[Records from a dataset]
(begin)

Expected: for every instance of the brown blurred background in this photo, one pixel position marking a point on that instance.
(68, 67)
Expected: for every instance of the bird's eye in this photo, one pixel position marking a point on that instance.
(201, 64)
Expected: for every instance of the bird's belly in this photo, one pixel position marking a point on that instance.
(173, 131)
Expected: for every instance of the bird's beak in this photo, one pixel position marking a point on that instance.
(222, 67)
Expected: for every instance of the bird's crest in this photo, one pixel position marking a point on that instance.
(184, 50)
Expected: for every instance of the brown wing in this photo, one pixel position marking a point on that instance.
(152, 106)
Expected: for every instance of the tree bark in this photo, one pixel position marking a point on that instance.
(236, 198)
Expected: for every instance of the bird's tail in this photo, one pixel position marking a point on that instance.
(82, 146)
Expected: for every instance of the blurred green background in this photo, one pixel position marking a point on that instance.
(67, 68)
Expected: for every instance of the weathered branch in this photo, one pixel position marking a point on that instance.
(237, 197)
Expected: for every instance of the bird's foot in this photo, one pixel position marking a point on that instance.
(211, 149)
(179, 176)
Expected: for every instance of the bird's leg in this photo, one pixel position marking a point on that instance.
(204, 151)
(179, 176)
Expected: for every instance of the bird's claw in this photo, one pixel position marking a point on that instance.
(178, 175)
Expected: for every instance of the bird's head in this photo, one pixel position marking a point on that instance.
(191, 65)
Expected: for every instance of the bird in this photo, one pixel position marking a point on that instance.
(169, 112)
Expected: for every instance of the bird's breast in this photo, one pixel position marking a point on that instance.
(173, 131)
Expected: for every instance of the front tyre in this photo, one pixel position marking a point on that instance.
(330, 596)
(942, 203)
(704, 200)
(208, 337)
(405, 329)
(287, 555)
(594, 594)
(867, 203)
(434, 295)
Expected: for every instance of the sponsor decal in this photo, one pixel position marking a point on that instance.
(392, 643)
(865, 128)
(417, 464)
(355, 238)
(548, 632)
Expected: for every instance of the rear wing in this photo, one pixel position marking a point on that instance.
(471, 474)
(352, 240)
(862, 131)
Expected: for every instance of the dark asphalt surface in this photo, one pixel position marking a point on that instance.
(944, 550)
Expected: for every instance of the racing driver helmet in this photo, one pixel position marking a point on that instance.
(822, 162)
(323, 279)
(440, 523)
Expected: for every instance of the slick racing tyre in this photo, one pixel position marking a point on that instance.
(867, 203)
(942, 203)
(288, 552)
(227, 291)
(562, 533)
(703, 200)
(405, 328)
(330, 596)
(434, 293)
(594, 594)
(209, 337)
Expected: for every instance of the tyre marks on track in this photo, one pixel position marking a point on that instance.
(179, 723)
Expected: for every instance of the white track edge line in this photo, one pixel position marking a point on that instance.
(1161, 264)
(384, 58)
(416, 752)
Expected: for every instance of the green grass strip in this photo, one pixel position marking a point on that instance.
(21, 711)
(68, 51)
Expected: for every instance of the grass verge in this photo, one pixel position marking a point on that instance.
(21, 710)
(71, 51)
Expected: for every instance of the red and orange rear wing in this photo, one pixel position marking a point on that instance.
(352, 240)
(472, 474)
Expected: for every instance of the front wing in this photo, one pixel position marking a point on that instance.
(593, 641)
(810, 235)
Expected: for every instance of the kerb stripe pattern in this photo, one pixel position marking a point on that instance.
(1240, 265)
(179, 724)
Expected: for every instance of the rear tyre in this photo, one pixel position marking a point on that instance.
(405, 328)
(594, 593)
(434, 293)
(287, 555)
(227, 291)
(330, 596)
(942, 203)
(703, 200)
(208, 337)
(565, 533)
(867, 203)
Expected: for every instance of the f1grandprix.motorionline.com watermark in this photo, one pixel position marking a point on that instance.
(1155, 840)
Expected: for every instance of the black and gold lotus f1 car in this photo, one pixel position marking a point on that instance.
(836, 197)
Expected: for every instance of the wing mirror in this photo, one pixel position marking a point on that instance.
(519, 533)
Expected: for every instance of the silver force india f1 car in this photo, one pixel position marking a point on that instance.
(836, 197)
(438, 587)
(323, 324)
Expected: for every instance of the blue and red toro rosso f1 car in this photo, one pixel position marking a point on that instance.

(end)

WORK TO COMPLETE » Rewrite all of the records above as a numbered list, leaving out any blank lines.

WRITTEN RESPONSE »
1. Expected: for every instance of the brown blurred background in this photo, one pixel position marking a point on that instance.
2. (68, 67)
3. Expected: for every instance of the bird's eye in this photo, one pixel position marking a point on that instance.
4. (201, 64)
5. Expected: for every instance of the bird's belly in this photo, one pixel position marking a point on that instance.
6. (173, 131)
7. Expected: for every instance of the bird's beak in this photo, one pixel position marking a point on that instance.
8. (222, 67)
9. Expected: for every instance of the bird's crest in this photo, one pixel position marking a point on that instance.
10. (184, 50)
11. Expected: for every instance of the brown wing in this photo, one pixel position marking a point on that instance.
12. (152, 106)
13. Expected: for every instance of the tree bark in this photo, one pixel position marking a point on that instance.
14. (236, 198)
15. Expected: for every instance of the bird's tail in this photo, one pixel position marking a point on that instance.
16. (82, 146)
17. Expected: for every instance of the blurred green background in this photo, one pixel position marking a point on that instance.
18. (67, 68)
19. Expected: for every instance of the weathered branch in this photo, one pixel position marking a point on that instance.
20. (237, 197)
21. Expected: for every instance of the bird's foot in this photo, one pixel position marking a point on that instance.
22. (211, 149)
23. (179, 176)
24. Expected: for every instance of the bird's leg in this photo, one pixel position marking a point on that instance.
25. (204, 151)
26. (179, 176)
27. Expected: for every instance of the bird's claw in this photo, one pixel position marking a point on that instance.
28. (178, 175)
29. Expected: for every instance of the bird's head in this photo, one pixel position marking a point on that instance.
30. (191, 65)
31. Expected: for every instance of the bird in this photo, one pixel position marking a point on that instance.
32. (169, 112)
33. Expected: for every instance of the bird's breast in this photo, one pixel position marking a point on that instance.
34. (173, 131)
35. Expected: for every instance of the front tyre in this photo, one pixel position marking a point on that instance.
36. (330, 596)
37. (942, 203)
38. (704, 200)
39. (208, 337)
40. (405, 329)
41. (287, 555)
42. (594, 594)
43. (867, 203)
44. (434, 295)
45. Expected: for every instance of the sponsor decal in this photo, one pixel position marking a point on that instance.
46. (392, 643)
47. (865, 128)
48. (417, 464)
49. (355, 238)
50. (548, 632)
51. Expected: for every instance of the rear wing in this photo, one pixel position marking a point on that instance.
52. (471, 474)
53. (352, 240)
54. (862, 131)
55. Expected: for every instance of the dark asphalt surface in this photo, one pixel position marking a point on that instance.
56. (944, 550)
57. Expected: for every instance of the racing driver helmet in this photo, one pixel position marking a point on that instance.
58. (822, 162)
59. (323, 279)
60. (440, 523)
61. Expected: for every instance of the slick racing tyre in this photo, one pixel position marking a point on that instance.
62. (867, 203)
63. (942, 203)
64. (288, 552)
65. (227, 291)
66. (562, 533)
67. (703, 200)
68. (405, 328)
69. (330, 596)
70. (434, 293)
71. (594, 594)
72. (209, 337)
73. Expected: for every instance of the tyre marks on track in this photo, one pixel position marking a point on that instance.
74. (179, 723)
75. Expected: for every instance of the white track edge line in this photo, one pixel position marking a point on that instance.
76. (1161, 264)
77. (384, 58)
78. (416, 752)
79. Expected: for every instance of the green grass strip in this photo, one pixel position marking a point on that instance.
80. (21, 711)
81. (68, 51)
82. Expected: for every instance of the grass verge in this photo, one pixel position marking a point on that instance.
83. (21, 710)
84. (71, 51)
85. Expected: for every instance of the red and orange rear wing in this photo, one pixel position marking a point on that instance.
86. (352, 240)
87. (472, 474)
88. Expected: for every instance of the front wing in this photo, one pixel position marking a point on that instance.
89. (593, 641)
90. (810, 235)
91. Expected: for every instance of the kerb stripe pattern in this photo, one pixel position marking a point on that instance.
92. (1240, 265)
93. (179, 724)
94. Expected: for every instance of the rear tyre in this photo, one pixel position marking a point on that instance.
95. (405, 328)
96. (594, 593)
97. (434, 293)
98. (287, 555)
99. (227, 291)
100. (330, 596)
101. (942, 203)
102. (703, 200)
103. (208, 337)
104. (565, 533)
105. (867, 203)
106. Expected: for every instance of the f1grandprix.motorionline.com watermark in this photo, one pixel position marking a point on that instance.
107. (1155, 840)
108. Expected: for every instance of the black and gold lotus f1 car in this photo, one pixel position marking a point on that instance.
109. (836, 197)
110. Expected: for every instance of the wing mirror in this photo, one pixel position marking a point on that instance.
111. (519, 533)
112. Expected: for every instance of the silver force india f1 car in this photo, one pixel position marking a point on that instance.
113. (836, 197)
114. (438, 587)
115. (323, 324)
116. Expected: for every instance of the blue and red toro rosso f1 car in this photo, one pixel position marking a point on that instance.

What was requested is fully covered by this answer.